● **THE REQUEST**
From the line with "Keypoint guideline: for each instance of the overcast" to the line with "Keypoint guideline: for each instance of the microphone in", change "shrub" to "bush" and give those lines again, with nothing else altered.

(Rows from a pointing dataset)

>> BEGIN

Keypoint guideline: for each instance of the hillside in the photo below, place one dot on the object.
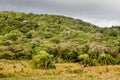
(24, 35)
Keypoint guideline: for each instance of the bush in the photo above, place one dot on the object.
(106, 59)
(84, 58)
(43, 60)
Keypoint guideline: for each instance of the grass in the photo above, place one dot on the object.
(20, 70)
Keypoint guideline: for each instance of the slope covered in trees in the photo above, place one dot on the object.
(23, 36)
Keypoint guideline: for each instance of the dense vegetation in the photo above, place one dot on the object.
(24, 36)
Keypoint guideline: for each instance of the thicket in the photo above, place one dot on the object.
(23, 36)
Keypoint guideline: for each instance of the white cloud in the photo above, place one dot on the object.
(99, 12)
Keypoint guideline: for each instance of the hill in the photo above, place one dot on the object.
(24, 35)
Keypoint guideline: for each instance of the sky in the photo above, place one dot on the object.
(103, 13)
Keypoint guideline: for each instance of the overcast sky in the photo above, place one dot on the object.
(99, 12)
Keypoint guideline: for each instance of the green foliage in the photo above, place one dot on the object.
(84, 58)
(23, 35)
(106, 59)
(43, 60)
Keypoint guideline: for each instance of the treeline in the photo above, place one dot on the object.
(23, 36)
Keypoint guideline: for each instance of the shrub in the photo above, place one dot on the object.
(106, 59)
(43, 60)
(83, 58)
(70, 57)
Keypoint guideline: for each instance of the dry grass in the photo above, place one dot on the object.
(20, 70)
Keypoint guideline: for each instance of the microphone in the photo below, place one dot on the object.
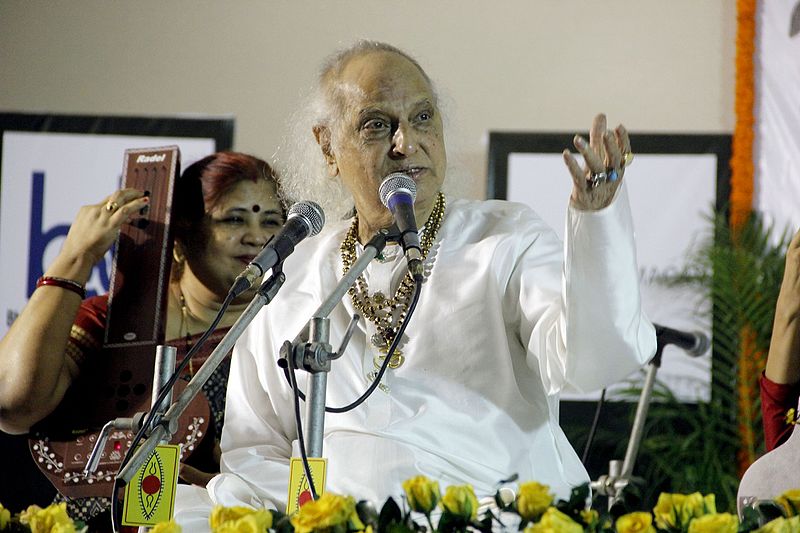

>> END
>> BEGIN

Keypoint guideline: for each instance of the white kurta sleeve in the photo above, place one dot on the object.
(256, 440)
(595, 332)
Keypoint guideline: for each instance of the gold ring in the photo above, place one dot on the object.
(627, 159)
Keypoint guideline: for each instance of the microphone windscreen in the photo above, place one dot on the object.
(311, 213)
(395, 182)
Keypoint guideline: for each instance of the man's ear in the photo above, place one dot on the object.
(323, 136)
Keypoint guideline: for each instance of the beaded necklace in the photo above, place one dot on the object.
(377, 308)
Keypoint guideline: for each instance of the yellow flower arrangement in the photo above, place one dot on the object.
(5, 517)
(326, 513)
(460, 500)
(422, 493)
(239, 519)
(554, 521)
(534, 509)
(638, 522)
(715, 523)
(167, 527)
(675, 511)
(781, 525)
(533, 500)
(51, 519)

>> END

● **CORRECT ANSWER**
Keypoint guideline: for each instance of the overcast sky in the photo above, place one dot on the object.
(99, 12)
Keypoint guideline: for each instance of the green foliage in the photo above, place one dot on the object.
(84, 58)
(23, 35)
(106, 59)
(43, 60)
Keypoint guideline: for each instance of the treeline in the photo above, place one dot on the object.
(23, 36)
Keypoint guideline: for each instance of the bush in the photo above, place one dot on the object.
(106, 59)
(43, 60)
(83, 58)
(70, 57)
Keypoint guideline: for each instance of the dry grass in the photo above, place one dot on the object.
(20, 70)
Keypoint guideline: for each instance of the microphone in the photo below, place one dot on the object.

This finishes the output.